Koniec sezonu zbliża się wielkimi krokami, ale w Poznaniu działacze Lecha nie zamierzają tracić czasu. W zeszłym tygodniu ogłoszono podpisanie kontraktu z nowym trenerem – Nielsem Frederiksenem. Ta wieść została przekazana kilka dni po blamażu w hitowym starciu z Legią Warszawa (1:2). Lech Poznań po raz kolejny wszystko musi zaczynać od zera.

Derby Polski

Wywołując temat „Dumy Wielkopolski” należy przede wszystkim zwrócić uwagę na mecz z aktualnymi wicemistrzami Polski. Wiadomo, że jest to starcie o dużym ciężarze gatunkowym. Dla wielu kibiców Lecha starcie z Legią jest najistotniejszym w sezonie. Zresztą sam szkoleniowiec gospodarzy przyznał na konferencji prasowej, że przegrał najważniejszy mecz w karierze. W programie Liga+ Extra opiekun Kolejorza wyglądał na zmęczonego swoją pracą. Ewidentnie było widać po Mariuszu Rumaku, że gdyby mógł, wcale nie przychodziłby na pomeczową rozmowę. Jego misja w klubie za dwa tygodnie dobiegnie końca, ale jego praca niestety nie zostanie zapamiętana zbyt dobrze. W grudniu, po zwolnieniu Johna Van den Broma, został przez przełożonych Lecha po prostu wrzucony „na minę”. A że serce ma niebiesko-białe, nie był w stanie nie przyjąć tej propozycji. Dzisiaj ponosi tego konsekwencje, choć to nie on jest wszystkiemu winien.  

Fot. Paweł Jaskółka

Zbyt małą odpowiedzialność za wyniki przypisuje się zawodnikom. Widać, że nie wszyscy chcą umierać za Lecha. Kibice również zwrócili na to uwagę. Wystawili podczas meczu z Legią transparent, w którym wyraźnie dali do zrozumienia, że to ostatecznie piłkarze Lecha decydują o wyniku. Dwa gole samobójcze to dużo. A jeśli dodamy do tego fakt, że obydwa odznaczały się urodą z B klasy, mamy obraz dzisiejszego Lecha. Brak koncentracji, komunikacji, złe ustawienie, brak czucia gry – to tylko niektóre błędy popełnione przy straconych golach. Na takie rzeczy trener nie ma wpływu. Niezależnie od tego czy nazywa się Mariusz Rumak, czy Jose Mourinho. Najgorsze dla poznaniaków było to, że Legia nie specjalnie się natrudziła, żeby ten mecz wygrać. Oddała jeden celny strzał na bramkę przeciwnika, który obronił Mrozek (rzut karny), a mimo tego wyjechała z Bułgarskiej z kompletem punktów. Poprzednie fatalne mecze Lecha nie były przypadkiem, tylko ostrzeżeniem, które klub zignorował.

Wybrane rekordy
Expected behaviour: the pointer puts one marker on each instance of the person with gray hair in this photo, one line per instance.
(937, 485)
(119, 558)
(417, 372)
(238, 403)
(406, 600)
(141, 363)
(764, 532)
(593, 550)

Co zrobić
Przytocz bez zmian fragment tekstu o Lechu Poznań zawarty między słowami „Koniec sezonu zbliża” a „musi zaczynać od zera.”, łącznie z nimi.

Odpowiedź
Koniec sezonu zbliża się wielkimi krokami, ale w Poznaniu działacze Lecha nie zamierzają tracić czasu. W zeszłym tygodniu ogłoszono podpisanie kontraktu z nowym trenerem – Nielsem Frederiksenem. Ta wieść została przekazana kilka dni po blamażu w hitowym starciu z Legią Warszawa (1:2). Lech Poznań po raz kolejny wszystko musi zaczynać od zera.